— START OF EXCERPT TO READ —

This 1947 video, part of the Life Work Series from Vocational Guidance Films, illustrates the various opportunities that printing offers as a career and was intended for young people seeking a trade after high school.
GENERAL BOOK ARTS
One of if not the primary blog for connoisseurs and fans of book art, BibliOdyssey is almost all art and little talk. Which is as it should be. You’ll find nearly one hundred categories including countries, subjects, people, and time periods. This is unquestionably one of the most exquisite blogs around.
Book Arts Web
A kind of hub where many book arts-related sites come together, this site features links to professional organizations, e-mail lists, book arts education, book arts blogs, tutorials and reference, letterpress and printmaking resources, book binders and book artists, conservation and preservation sites, calligraphy resources, paper sites and papermaking, fine press books and booksellers, related sites and publications, and galleries with images. They also offer online exhibitions and if you subscribe, you also have full access to their archives. It’s an amazing site.

— END OF EXCERPT TO READ —
— START OF PROVIDED INFORMATION —

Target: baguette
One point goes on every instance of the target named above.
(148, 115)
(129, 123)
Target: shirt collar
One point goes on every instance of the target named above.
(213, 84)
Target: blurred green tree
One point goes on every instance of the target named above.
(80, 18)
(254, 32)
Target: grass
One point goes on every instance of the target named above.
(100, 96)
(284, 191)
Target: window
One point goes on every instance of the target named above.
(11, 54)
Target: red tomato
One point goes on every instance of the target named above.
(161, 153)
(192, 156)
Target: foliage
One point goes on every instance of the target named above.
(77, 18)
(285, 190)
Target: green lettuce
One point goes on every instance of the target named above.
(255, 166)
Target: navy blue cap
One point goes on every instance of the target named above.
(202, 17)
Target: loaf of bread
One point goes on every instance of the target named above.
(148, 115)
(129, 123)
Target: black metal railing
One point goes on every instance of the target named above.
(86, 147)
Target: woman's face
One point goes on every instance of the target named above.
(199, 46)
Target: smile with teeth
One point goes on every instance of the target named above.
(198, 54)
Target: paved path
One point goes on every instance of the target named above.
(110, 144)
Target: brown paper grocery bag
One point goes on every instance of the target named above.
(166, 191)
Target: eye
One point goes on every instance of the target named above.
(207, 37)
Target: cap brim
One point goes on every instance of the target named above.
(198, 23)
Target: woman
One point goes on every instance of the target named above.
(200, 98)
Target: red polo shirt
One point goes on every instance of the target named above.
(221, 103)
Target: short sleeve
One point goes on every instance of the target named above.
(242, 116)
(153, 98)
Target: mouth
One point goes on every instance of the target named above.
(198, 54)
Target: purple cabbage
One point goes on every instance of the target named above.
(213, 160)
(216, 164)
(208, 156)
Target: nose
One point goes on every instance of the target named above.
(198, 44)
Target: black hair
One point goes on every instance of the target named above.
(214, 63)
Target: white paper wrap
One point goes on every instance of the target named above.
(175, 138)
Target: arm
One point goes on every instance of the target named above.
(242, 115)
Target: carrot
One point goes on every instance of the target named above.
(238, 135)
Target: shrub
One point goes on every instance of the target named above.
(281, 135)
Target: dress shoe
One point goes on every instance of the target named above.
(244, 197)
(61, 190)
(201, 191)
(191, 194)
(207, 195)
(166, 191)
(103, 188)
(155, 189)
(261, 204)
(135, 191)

— END OF PROVIDED INFORMATION —
— START OF PROVIDED INFORMATION —

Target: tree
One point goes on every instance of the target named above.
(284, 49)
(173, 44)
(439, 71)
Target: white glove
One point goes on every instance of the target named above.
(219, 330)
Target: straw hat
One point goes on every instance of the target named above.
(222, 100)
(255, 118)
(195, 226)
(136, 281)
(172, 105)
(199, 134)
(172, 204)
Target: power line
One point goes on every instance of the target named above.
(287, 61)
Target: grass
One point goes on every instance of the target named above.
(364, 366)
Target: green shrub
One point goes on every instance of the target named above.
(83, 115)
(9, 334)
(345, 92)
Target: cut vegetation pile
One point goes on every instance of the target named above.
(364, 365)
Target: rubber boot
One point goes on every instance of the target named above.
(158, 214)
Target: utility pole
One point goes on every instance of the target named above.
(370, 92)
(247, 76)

— END OF PROVIDED INFORMATION —

> OBJECTIVES
1. In the book arts excerpt, rewrite the passage from "GENERAL BOOK ARTS" up to and including "exquisite blogs around.", swapping "categories" for "sections".
2. According to the book arts excerpt, what kinds of categories does BibliOdyssey include?

> ANSWERS BY TASK
1.
GENERAL BOOK ARTS
One of if not the primary blog for connoisseurs and fans of book art, BibliOdyssey is almost all art and little talk. Which is as it should be. You’ll find nearly one hundred sections including countries, subjects, people, and time periods. This is unquestionably one of the most exquisite blogs around.

2. Countries, subjects, people, and time periods.